DATA SHOWN:

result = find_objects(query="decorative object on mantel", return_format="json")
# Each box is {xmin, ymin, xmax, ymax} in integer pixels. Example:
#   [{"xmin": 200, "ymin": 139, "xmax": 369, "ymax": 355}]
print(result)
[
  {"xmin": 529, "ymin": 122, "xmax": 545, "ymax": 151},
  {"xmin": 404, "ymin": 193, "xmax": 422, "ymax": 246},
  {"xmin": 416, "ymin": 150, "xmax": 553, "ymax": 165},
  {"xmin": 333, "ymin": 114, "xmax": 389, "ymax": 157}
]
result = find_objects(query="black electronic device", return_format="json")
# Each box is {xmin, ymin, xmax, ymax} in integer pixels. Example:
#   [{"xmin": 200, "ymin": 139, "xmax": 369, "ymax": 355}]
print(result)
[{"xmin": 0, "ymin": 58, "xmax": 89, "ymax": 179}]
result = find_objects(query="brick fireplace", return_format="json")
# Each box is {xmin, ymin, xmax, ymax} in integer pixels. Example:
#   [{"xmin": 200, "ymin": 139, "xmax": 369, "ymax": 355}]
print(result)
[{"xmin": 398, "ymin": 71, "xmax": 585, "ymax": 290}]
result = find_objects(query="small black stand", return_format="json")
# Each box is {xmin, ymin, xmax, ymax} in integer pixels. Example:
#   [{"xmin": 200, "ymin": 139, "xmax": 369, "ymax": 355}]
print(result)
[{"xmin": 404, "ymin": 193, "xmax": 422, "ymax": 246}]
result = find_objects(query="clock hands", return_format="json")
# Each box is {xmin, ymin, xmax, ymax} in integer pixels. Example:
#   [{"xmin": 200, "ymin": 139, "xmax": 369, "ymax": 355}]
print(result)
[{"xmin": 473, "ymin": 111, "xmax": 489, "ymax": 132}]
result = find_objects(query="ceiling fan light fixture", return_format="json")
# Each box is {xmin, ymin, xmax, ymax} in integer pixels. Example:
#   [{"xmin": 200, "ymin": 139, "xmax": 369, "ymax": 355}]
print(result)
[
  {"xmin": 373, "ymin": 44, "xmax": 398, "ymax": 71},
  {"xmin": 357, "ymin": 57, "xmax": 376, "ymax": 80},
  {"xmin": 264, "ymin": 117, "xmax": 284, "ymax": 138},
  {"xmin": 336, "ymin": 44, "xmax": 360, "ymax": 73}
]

PROBLEM STATEMENT: Show each line of the material above that contains the string "json", copied in full and in its original order.

SOLUTION:
result = find_objects(query="decorative object on mantel", return_format="json")
result = find_objects(query="black electronic device", return_format="json")
result = find_objects(query="brick fireplace", return_format="json")
result = find_objects(query="small black stand", return_format="json")
result = find_objects(query="clock hands", return_format="json")
result = find_objects(query="ceiling fan light fixture", return_format="json")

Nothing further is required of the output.